Representative genotyping, using PCR primers specific for the wild-type (wt) and gene trap (gt) allele, is shown in Figure 1B. Analysis of mRNA by reverse-transcriptase PCR indicated that the Nono transcript was undetectable in any tissue examined and that it was replaced by a β-geo transcript encoded by the gene trap cassette (Figure 1C). Hemizygous knockout males were smaller than wild-type littermates and bred poorly, particularly after they were fully backcrossed to the C57/Bl6 background (S. Li, unpublished data). The mice otherwise did not show gross defects.

Further studies were performed using MEFs derived from e13.5-day embryos. We derived MEFs independently from several embryos of each genotype. To minimize endogenous oxidative stress and DNA damage, we maintained the cells in a 3–5% oxygen atmosphere (30). Under these conditions, populations could be maintained for at least several weeks without the onset of senescence. Immunoblotting showed an essentially complete loss of NONO protein in MEF-derived hemizygous males (gt/0) or homozygous gene trap females (gt/gt). There was about a 50% decline in overall NONO protein expression in MEFs from heterozygous (gt/+) females, reflecting mosaic X chromosome inactivation (Figure 1D). Results were confirmed by immunofluorescence, which showed mosaic expression in MEFs from heterozygous females and no expression in MEFs from hemizygous males or homozygous-deficient females (Figure 1E).
....................
§ Task directions
Continue the passage above on Nono gene trap mice and the MEFs derived from them, starting after its last sentence.

§ Information supplied
....................
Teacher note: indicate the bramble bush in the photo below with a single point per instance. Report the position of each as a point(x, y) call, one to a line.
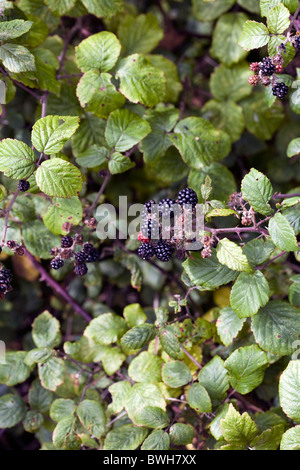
....................
§ Reply to the task
Effect of NONO deficiency on cell growth and radiosensitivity

We compared the growth of wild-type and NONO gene trap MEFs, using cells isolated separately from three different embryos of each genotype. Although there were small differences between independently derived cell populations, there was no consistent effect of genotype on growth rate (Figure 2A). We chose two isolates that had approximately equal growth rates under 3% oxygen conditions (WT-2 and gt-2) and tested their growth in atmospheric (21%) oxygen. Although all cells grew more slowly in 21% oxygen, both genotypes were affected approximately equally (Supplementary Figure S1). We also compared the cell cycle distribution in WT-2 and gt-2 MEFs. The distributions were similar (Figure 2B and Supplementary Figure S1).

Figure 2.

Figure 2.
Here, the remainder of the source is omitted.